=== Passage ===
_ _ _ _ _

Review: So Weird, “Family Reunion”

By Cameron White
Season 1, Episode 1: “Family Reunion”
Original airdate: Jan. 18, 1999
In 1999, The Disney Channel gave notice to cable operators still carrying the network as a premium service that once their deals were up, they had to relaunch the channel as a basic cable service or stop carrying it altogether. It was a keystone moment for Disney Channel, which would continue to focus on transitioning from a premium cable Walt Disney Company advertisement to an honest-to-goodness basic cable network that could outlive Y2K.
Accompanying this key moment in the channel’s history was the ongoing development of original programming. The channel wasn’t new to developing new ideas, but the switch to basic cable also meant the network needed to grow its viewership, which led to a brief creative renaissance. The channel cast a decently wide net, looking for a variety of shows that could anchor Walt Disney’s distinctive identity on television. These ranged from reality series like Bug Juice (which followed students and counselors at summer camp) to single-camera sitcoms like Even Stevens (about the raucous exploits of a Jewish-American family, in particular siblings Ren and Louis) and Lizzie McGuire (about a young girl processing the pains of adolescence through her inner voice, manifested as a cartoon version of herself). The success of two animated series—The Proud Family, about a suburban African-American family; and Kim Possible, essentially Buffy the Vampire Slayer but replacing supernatural elements with spy comedy tropes—foreshadowed the heavy reliance on animated shows in later years.
Only three of these early attempts at original programming were dramas: The Famous Jett Jackson (an excellent rumination on race and class as seen through the eyes of an adolescent TV star), In a Heartbeat (based on the experiences of real-life teenage EMT volunteers), and So Weird. In a Heartbeat fell through the cracks—dropped after 21 episodes, it’s a classified failure compared to the rest of these shows. The Famous Jett Jackson was popular enough to justify a Disney Channel Original Movie (DCOM) that wrapped up the series; Jett Jackson would later show up in reruns on ABC Family’s Jetix programming block, then again (briefly) on Disney XD in 2009. So Weird, which premiered the same year as Disney’s two weeks notice to cable operators, was pulled from the channel barely a year after its last episode aired, and has never been seen on television since.

_ _ _ _ _

=== Stored rows ===
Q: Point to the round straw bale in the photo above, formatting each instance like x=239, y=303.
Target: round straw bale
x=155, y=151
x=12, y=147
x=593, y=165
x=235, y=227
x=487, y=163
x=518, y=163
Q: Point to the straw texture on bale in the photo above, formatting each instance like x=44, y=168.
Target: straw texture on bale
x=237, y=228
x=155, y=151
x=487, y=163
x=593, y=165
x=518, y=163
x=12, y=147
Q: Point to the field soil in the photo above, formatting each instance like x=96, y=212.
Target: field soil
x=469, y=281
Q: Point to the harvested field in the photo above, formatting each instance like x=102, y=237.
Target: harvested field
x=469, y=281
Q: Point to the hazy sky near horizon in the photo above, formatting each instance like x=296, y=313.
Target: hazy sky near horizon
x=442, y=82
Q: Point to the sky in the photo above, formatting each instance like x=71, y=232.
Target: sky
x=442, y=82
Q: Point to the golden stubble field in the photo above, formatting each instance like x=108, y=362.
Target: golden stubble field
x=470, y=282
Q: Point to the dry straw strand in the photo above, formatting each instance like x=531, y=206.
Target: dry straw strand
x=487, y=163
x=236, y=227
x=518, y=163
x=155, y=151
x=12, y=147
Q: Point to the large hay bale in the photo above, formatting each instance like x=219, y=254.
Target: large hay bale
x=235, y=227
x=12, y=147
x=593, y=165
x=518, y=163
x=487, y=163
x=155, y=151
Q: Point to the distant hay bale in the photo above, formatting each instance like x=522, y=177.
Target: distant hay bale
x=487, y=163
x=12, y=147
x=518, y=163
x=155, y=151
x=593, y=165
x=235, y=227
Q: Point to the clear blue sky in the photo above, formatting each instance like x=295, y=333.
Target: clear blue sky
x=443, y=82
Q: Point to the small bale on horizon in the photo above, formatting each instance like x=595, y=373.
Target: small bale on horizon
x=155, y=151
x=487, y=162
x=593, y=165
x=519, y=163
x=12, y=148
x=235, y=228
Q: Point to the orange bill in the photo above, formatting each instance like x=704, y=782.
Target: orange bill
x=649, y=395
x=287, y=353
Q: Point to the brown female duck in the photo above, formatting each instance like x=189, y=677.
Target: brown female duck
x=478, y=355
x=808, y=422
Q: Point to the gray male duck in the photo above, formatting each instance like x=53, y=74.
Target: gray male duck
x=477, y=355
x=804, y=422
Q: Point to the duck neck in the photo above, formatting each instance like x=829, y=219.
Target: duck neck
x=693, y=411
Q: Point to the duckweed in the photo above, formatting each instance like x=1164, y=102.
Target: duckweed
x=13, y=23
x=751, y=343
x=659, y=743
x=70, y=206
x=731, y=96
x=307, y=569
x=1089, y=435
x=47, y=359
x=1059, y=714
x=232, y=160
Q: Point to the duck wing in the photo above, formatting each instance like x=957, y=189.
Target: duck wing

_ _ _ _ _

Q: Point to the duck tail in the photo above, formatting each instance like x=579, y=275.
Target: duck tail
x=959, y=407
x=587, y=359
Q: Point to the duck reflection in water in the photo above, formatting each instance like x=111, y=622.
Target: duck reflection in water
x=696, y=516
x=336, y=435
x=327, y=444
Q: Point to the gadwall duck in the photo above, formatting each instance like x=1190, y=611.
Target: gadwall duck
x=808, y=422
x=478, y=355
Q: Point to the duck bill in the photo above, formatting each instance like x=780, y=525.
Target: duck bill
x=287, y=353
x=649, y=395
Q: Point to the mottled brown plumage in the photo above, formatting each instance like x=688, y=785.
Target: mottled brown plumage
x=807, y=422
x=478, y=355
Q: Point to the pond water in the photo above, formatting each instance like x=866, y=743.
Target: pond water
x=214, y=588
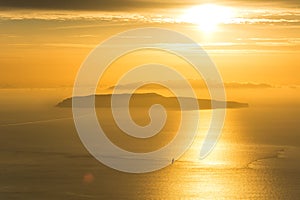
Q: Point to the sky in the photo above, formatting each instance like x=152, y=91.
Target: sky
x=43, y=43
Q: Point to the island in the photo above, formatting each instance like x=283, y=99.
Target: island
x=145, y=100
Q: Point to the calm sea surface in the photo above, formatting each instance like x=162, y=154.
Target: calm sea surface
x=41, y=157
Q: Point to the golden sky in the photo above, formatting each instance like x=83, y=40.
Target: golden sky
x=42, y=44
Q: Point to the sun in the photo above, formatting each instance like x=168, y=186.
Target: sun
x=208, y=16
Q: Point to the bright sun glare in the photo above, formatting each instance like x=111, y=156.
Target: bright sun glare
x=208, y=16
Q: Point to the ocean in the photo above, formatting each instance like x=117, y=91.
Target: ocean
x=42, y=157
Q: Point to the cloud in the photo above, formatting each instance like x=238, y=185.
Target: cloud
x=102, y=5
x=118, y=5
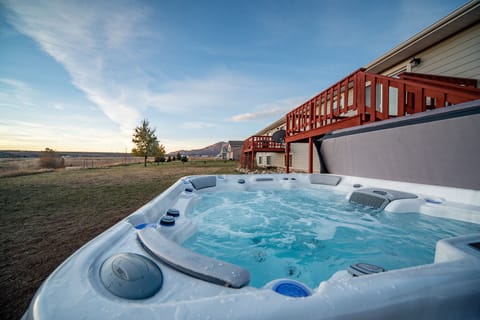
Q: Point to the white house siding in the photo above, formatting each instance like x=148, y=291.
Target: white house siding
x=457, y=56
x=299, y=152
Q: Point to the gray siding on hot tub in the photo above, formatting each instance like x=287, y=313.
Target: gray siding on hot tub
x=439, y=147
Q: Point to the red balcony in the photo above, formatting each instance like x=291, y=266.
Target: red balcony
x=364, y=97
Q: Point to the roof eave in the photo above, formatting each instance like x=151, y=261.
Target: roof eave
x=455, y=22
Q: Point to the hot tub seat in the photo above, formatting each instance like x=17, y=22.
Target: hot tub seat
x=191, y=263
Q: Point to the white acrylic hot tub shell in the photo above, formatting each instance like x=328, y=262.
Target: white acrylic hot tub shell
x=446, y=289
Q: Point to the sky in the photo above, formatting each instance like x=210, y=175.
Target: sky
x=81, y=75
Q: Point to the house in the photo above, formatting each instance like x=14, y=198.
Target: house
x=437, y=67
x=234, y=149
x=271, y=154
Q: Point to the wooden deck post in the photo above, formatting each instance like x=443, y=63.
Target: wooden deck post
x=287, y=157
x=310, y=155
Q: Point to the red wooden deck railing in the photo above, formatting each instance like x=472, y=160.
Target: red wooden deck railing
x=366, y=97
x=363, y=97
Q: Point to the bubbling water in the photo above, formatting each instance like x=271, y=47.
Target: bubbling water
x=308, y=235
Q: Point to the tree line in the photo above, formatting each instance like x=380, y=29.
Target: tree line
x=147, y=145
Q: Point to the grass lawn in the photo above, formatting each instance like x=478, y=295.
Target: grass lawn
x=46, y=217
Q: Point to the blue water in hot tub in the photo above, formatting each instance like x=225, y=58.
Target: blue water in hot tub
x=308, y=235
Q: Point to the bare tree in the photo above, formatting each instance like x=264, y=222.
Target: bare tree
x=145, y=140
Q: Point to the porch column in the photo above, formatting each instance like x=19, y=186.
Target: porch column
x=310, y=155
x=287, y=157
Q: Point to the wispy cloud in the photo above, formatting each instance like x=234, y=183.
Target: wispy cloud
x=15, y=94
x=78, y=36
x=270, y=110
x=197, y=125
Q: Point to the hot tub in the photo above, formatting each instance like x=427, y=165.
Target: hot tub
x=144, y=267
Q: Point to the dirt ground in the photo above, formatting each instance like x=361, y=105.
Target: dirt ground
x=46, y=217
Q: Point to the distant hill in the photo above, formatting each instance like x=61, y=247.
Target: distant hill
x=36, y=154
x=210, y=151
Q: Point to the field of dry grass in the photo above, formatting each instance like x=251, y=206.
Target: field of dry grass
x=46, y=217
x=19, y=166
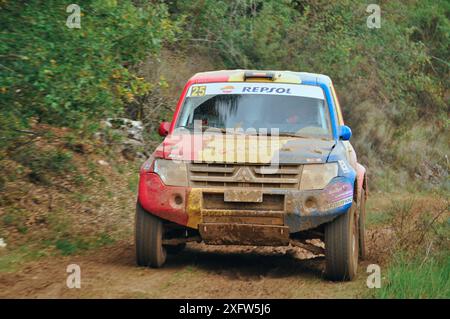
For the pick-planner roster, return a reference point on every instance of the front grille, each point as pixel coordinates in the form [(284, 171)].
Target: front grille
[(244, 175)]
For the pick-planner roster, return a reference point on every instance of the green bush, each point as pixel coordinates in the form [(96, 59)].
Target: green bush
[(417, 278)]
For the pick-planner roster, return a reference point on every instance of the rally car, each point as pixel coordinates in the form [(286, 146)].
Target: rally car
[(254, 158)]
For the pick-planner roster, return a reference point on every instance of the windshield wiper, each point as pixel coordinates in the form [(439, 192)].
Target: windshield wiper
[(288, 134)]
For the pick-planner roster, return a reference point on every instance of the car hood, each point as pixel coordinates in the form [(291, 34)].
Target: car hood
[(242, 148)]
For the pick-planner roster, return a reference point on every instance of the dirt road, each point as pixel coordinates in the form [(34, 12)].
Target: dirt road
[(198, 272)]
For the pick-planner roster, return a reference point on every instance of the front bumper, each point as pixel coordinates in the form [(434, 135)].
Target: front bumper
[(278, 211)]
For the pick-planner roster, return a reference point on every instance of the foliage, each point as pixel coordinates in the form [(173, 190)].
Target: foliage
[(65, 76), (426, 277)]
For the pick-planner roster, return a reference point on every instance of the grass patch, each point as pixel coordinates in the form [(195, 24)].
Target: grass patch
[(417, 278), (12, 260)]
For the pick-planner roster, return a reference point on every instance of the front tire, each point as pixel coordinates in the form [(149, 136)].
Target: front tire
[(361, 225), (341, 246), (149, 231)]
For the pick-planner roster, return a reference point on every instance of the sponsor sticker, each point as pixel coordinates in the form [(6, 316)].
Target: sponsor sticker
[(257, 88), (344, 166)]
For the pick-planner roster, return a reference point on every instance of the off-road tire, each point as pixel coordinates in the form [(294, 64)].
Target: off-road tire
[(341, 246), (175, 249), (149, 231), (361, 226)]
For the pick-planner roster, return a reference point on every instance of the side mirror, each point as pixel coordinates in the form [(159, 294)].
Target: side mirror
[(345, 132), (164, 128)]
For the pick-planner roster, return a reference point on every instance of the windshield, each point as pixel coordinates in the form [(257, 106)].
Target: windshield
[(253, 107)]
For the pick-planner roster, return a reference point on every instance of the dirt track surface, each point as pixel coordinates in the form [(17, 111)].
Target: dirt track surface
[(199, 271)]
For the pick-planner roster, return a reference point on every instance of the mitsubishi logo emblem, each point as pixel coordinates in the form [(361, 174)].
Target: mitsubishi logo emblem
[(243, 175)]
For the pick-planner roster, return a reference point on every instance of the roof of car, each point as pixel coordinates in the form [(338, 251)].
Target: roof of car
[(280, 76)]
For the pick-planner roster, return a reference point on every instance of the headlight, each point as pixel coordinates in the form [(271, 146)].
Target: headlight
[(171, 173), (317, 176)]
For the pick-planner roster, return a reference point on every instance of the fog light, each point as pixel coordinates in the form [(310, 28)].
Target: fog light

_ _ _ _ _

=== To be done ===
- 1) According to the So Weird review, what was the original airdate of "Family Reunion"?
- 2) Go on with the So Weird review, starting after its last paragraph.
The records come from a separate source.

=== Outputs by task ===
- 1) January 18, 1999.

- 2)
The reason why this is the case is one of the main questions this feature will attempt to answer. So Weird is a prime example of a show that was doing a kind of thematic drama no other Disney Channel show at the time was doing; for that same reason, it’s a show the channel can never be associated with again, due to the way the network ended up branding itself during this transitional period. Along with regular discussion of each episode of So Weird will be some discussion about how the show compared to its companions as Disney Channel original programming, how it connects with other genre shows of its ilk (Buffy the Vampire Slayer, The X-Files, Supernatural), and how the show ultimately represents the tonal shift in Disney programming into what the network airs today.
All that said, “Family Reunion” is probably one of TV’s most colorful pilot episodes (and not just in terms of the poor color correction on old VHS tapes). It’s a lively piece of television that manages to establish the parameters of the show without feeling too forced or heavy-handed.
Every episode starts the same: Cara Delizia as main character Fiona Phillips (often simply called Fi) delivers a bit of history about the paranormal phenomena at the heart of the episode. But oftentimes, whether or not Fi actually names any paranormal phenomena at the top can be an indicator of where the episode intends to go. Notably, “Family Reunion” doesn’t open with a footnote on ghosts; instead, it’s about two disasters that both happened in Chicago, Illinois—the Great Chicago Fire of 1871 and the 1915 SS Eastland disaster. This emphasis on the impact of supernatural events on humanity is a key part of what makes these opening sections work, especially in season two when the gory details of folklore and mythology’s most famous monsters are on full display for maximum impact.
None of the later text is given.